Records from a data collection
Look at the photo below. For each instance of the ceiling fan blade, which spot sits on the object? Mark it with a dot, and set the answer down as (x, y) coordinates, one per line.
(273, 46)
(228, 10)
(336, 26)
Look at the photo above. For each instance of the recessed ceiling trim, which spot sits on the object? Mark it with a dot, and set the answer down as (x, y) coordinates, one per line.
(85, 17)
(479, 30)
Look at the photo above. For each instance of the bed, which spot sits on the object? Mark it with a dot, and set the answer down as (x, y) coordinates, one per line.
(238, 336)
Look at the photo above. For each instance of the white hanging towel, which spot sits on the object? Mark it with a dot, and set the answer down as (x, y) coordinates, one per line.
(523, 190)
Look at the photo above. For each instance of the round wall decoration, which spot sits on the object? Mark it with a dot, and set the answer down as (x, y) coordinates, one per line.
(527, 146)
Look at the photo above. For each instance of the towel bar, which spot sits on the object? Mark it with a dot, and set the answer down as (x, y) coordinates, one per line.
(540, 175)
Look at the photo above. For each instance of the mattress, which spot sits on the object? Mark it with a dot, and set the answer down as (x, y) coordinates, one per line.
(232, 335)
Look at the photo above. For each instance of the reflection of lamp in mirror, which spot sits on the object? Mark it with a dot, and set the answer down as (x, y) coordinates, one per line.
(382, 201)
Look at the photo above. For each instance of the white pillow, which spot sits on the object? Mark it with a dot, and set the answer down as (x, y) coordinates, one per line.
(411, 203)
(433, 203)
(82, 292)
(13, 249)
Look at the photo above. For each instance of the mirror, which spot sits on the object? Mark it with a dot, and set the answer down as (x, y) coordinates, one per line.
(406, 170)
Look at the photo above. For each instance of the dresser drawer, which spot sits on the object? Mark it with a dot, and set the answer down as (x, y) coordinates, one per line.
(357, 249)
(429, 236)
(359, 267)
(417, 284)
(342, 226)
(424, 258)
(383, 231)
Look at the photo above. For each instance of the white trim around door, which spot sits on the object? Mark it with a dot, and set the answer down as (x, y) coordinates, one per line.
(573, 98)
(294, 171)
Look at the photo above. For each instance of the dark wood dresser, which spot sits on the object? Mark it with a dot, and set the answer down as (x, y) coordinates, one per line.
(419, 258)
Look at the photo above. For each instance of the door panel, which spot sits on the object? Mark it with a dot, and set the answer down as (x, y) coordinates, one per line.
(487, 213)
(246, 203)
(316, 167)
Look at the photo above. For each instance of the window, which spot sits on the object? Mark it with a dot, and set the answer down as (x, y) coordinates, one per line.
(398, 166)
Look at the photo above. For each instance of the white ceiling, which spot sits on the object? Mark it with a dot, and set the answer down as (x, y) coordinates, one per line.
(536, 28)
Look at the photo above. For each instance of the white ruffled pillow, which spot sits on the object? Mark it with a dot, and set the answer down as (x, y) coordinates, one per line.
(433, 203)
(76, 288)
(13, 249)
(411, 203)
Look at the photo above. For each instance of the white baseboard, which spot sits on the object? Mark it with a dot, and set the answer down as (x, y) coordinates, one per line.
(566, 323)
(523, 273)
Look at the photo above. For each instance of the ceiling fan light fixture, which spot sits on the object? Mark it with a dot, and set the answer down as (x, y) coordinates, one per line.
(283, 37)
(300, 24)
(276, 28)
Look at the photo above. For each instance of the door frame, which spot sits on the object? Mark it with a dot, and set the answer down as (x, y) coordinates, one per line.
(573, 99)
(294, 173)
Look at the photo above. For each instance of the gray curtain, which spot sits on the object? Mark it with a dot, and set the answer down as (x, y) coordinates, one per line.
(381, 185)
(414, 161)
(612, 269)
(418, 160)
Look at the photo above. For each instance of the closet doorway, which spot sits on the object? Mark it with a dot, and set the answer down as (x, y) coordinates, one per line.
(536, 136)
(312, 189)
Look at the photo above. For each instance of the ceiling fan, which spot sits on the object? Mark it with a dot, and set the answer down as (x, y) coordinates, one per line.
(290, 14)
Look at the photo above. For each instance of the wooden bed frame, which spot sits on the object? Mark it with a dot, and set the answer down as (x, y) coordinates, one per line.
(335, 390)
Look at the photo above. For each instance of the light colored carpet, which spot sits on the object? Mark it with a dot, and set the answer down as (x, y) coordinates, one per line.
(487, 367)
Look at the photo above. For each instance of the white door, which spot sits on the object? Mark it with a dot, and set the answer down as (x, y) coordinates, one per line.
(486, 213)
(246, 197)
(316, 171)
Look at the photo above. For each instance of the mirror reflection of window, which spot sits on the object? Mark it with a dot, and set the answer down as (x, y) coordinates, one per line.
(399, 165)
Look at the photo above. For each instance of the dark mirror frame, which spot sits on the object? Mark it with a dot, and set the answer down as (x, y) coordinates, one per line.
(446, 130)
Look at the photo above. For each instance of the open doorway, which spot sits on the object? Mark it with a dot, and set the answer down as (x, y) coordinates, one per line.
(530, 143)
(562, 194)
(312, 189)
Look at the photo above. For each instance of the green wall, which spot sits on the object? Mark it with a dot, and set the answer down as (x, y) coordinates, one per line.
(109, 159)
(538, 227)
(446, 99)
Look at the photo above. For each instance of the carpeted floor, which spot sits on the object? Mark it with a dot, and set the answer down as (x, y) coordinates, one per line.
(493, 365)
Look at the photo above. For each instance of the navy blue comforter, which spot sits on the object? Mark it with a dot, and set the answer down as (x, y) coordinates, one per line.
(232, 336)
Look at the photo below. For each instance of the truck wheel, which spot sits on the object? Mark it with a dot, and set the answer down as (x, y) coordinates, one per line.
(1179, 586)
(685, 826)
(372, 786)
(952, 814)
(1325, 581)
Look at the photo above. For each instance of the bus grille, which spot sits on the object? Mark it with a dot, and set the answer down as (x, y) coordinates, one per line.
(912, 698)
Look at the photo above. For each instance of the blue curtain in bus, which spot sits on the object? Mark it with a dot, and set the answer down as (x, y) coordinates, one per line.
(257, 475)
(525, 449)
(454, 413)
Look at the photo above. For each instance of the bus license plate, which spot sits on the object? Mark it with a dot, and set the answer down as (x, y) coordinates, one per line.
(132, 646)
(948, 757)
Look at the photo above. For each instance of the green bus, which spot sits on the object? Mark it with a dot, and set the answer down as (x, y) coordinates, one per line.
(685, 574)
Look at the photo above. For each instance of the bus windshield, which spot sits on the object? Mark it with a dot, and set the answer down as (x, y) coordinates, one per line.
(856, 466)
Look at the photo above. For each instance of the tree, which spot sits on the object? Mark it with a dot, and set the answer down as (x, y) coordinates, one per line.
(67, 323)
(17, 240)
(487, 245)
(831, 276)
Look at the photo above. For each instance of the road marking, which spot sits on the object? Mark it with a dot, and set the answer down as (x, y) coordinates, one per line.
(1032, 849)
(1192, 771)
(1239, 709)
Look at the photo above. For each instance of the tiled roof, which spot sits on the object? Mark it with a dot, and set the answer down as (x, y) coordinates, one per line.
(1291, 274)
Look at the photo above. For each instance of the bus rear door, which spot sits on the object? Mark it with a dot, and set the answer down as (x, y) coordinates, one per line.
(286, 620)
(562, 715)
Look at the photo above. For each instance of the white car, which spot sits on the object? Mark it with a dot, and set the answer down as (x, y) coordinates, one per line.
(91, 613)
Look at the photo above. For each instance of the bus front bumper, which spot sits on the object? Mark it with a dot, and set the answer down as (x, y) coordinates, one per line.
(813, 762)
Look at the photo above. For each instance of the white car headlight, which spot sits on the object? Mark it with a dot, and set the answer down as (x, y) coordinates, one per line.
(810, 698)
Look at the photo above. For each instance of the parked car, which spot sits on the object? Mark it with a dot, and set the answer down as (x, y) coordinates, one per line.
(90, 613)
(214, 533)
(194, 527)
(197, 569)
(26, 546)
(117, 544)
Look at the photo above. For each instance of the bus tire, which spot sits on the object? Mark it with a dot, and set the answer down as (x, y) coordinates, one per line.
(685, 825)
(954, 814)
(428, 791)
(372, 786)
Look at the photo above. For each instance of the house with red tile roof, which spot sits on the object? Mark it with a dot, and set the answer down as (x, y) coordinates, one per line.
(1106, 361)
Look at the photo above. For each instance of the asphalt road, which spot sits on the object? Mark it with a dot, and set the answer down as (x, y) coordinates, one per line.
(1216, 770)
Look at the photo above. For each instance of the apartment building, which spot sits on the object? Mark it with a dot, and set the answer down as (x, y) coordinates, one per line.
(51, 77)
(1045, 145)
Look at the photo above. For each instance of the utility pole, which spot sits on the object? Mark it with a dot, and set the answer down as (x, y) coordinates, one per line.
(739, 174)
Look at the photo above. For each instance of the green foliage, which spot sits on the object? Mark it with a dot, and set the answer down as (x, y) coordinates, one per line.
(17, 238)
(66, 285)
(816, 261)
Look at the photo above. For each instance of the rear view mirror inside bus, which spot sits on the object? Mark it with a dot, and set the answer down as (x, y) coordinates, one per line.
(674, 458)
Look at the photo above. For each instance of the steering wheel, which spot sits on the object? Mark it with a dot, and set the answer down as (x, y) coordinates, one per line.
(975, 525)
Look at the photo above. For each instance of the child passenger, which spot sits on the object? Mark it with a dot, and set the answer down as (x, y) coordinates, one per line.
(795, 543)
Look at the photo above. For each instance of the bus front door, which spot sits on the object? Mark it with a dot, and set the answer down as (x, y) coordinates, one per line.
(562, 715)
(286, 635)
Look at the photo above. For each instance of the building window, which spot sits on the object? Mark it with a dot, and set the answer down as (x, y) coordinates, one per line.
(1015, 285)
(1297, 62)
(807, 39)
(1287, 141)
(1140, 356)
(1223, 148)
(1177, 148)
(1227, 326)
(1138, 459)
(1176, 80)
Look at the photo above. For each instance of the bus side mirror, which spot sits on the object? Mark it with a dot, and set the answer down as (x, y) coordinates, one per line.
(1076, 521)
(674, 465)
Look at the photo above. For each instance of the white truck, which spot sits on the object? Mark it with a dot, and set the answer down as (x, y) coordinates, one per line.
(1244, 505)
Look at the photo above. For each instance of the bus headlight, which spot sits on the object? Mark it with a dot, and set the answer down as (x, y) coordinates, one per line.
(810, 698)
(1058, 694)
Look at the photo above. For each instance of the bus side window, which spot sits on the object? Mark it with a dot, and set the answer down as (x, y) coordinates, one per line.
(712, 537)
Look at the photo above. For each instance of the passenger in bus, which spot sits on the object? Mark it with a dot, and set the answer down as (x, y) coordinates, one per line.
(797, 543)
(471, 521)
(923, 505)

- **Exercise details**
Lines from the one that contains "Look at the photo above. For each instance of the passenger" through the final line of the entries must be duplicated exactly, and no other lines.

- **Response for this exercise**
Look at the photo above. For each instance of the passenger in bus, which spot sits on the object? Mark it with a dot, and set the answer down as (x, y) coordinates, one per line.
(797, 543)
(471, 521)
(923, 505)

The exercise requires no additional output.